Exercise prompt: Extract every line below that contains the string "woman". Matching is case-sensitive.

***** Available data *****

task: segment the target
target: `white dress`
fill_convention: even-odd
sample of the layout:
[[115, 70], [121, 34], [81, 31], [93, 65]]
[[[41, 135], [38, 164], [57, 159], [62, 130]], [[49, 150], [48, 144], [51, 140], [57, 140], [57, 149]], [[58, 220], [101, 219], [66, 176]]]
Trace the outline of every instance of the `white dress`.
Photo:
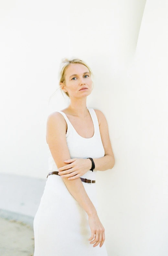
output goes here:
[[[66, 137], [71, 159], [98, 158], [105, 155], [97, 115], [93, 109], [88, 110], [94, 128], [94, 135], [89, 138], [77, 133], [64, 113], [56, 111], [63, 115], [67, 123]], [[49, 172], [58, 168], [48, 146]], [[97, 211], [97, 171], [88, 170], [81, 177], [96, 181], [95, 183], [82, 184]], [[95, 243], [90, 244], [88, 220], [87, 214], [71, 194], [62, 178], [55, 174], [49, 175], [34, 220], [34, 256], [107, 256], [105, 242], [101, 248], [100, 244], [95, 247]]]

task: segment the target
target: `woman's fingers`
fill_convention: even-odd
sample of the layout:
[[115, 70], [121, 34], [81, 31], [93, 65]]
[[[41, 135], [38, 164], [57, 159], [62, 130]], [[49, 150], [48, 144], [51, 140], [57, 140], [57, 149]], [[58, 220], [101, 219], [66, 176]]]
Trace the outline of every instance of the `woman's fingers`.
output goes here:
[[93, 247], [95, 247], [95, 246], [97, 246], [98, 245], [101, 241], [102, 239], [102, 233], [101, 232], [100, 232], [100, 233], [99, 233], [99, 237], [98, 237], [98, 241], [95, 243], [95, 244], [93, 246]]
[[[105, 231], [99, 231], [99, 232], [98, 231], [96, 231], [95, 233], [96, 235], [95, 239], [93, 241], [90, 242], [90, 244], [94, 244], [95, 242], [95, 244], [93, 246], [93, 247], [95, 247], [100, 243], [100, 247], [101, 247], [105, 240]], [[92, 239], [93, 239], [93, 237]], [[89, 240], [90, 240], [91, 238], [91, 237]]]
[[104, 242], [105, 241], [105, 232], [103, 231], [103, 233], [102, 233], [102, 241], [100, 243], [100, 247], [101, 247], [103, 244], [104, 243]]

*****
***** Available data *****

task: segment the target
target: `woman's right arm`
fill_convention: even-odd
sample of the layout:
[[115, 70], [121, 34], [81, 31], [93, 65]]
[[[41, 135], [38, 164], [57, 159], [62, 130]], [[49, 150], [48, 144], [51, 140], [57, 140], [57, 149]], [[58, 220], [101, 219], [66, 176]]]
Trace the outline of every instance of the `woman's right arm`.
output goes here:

*****

Result below:
target: `woman's fingers`
Trace the outline of every instance of the `woman's fingers`.
target: `woman's right arm`
Trace the outline of every instance of the `woman's right arm`.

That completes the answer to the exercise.